WRITTEN REQUEST
Keep writing the Captain Marvel movie review below, starting right after its last paragraph.

**** SOURCE DOCUMENT

MOVIE REVIEW: Captain Marvel

(Image: imdb.com)

(Image: imdb.com)

CAPTAIN MARVEL— 4 STARS

LESSON #1: IMPULSE AND EMOTIONAL CONTROL ARE OVERRATED — Let’s get right to it. In Captain Marvel, the mentor figures around Brie Larson’s titular dynamo constantly admonish the heroine to master herself more than her skill and abilities. In their strict views, controlling impulses and emotions will lead her to become the best version of herself and a more focused warrior. They want her in check and suppress her untapped power and potential.

As a filmgoer, follow Larson’s lead and ignore that limiting advisement entirely. There is excitement and euphoria to be had by witnessing and enjoying the wonders made possible by this soaring female protagonist. Let loose, as she does, and relish in the unbridled power of this new Marvel Cinematic Universe entry that wrinkles the blueprint with fantastic feminine wiles.

********
**** DATA PROVIDED

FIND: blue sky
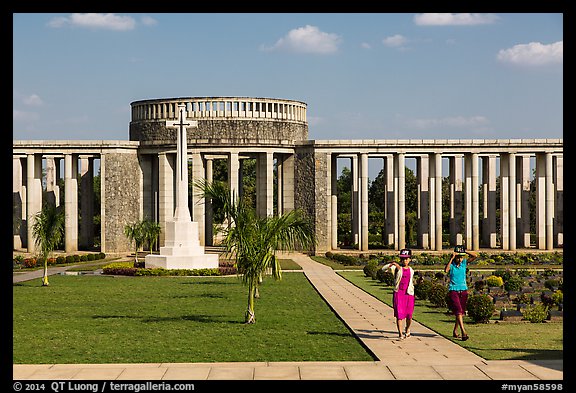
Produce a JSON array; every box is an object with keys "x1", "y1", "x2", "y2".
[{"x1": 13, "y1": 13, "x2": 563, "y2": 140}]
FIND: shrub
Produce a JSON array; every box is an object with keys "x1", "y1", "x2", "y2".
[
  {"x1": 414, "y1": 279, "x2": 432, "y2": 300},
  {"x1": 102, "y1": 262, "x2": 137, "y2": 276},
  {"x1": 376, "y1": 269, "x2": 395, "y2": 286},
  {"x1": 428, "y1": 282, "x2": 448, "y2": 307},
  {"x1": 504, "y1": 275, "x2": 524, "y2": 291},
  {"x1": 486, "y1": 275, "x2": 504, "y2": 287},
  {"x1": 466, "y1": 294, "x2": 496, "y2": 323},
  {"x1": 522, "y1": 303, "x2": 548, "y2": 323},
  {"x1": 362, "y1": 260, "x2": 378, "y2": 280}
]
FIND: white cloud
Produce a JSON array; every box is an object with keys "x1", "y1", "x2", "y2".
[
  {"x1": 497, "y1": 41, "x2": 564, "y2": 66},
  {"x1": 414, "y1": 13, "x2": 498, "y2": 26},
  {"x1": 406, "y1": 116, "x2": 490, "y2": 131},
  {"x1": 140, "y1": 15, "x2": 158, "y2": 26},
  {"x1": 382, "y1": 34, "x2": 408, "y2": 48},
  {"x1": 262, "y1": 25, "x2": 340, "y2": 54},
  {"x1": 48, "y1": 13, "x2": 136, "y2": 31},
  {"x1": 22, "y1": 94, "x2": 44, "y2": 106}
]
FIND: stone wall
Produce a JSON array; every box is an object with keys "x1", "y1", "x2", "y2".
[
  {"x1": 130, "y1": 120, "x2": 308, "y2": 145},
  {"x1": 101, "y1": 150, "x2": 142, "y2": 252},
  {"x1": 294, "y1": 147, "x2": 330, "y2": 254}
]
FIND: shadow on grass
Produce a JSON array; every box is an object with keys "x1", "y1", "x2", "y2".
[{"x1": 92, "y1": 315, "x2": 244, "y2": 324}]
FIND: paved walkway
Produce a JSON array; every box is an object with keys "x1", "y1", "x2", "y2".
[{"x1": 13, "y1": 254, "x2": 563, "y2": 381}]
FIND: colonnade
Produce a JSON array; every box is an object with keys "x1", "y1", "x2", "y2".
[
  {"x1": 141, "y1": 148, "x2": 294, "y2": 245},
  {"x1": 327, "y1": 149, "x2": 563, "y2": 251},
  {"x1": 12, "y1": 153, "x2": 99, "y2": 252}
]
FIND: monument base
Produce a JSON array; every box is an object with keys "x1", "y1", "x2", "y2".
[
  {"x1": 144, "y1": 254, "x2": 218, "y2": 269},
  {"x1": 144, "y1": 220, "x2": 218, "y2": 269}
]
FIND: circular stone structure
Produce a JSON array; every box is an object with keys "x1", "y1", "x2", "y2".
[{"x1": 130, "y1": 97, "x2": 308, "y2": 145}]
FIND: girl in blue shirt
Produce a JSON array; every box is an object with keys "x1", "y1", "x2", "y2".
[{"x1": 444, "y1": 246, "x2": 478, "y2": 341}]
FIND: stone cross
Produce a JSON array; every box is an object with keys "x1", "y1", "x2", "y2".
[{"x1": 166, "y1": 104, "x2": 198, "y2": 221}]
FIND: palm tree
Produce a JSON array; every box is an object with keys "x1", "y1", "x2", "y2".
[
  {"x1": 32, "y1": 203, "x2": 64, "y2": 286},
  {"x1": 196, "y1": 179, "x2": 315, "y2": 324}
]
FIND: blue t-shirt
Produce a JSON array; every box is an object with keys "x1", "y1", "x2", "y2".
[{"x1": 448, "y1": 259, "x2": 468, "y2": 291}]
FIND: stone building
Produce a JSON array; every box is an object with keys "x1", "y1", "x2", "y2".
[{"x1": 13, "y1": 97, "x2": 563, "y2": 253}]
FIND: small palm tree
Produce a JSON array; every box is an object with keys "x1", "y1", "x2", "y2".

********

EXERCISE RESPONSE
Captain Marvel’s yellow starburst icon set over a red-and-blue uniform motif represents the paged calvary called by Samuel L. Jackson’s Nick Fury with his dying, dusty near-profanity demise during the end credits of Avengers: Infinity War. Turning back the clock to 1995, this movie showers the period-era stylings to introduce us to the woman Marvel producer Kevin Feige touts to be “by far the most powerful character” in the MCU. We follow the path-forging collaboration between the future Director of S.H.I.E.L.D. and the mighty ally that changes his worldview and instigates the need for future initiatives.

Chiefly more importantly, though, is this movie’s deciphering trek of self-discovery. The heroine we meet is “Vers,” a burgeoning Starforce operative on the Kree home planet of Hala. She is trained by Yon-Rogg (a spry Jude Law, following Sherlock Holmes pal Robert Downey Jr.’s casting advice) and engaged in the ongoing war between the Kree and their shape-shifting Skrull rivals. Off the battlefields, Vers is troubled by recurring dreams of a destructive scene where she cannot save an unknown woman from a Skrull assassin. The embodiment of that mysterious figure (Annette Bening, checking off the comic book movie square from the career resume bingo card) becomes the personalized physical form taken by the Kree’s Supreme Intelligence collective that advises her further on the aforementioned goals of emotional control and power containment.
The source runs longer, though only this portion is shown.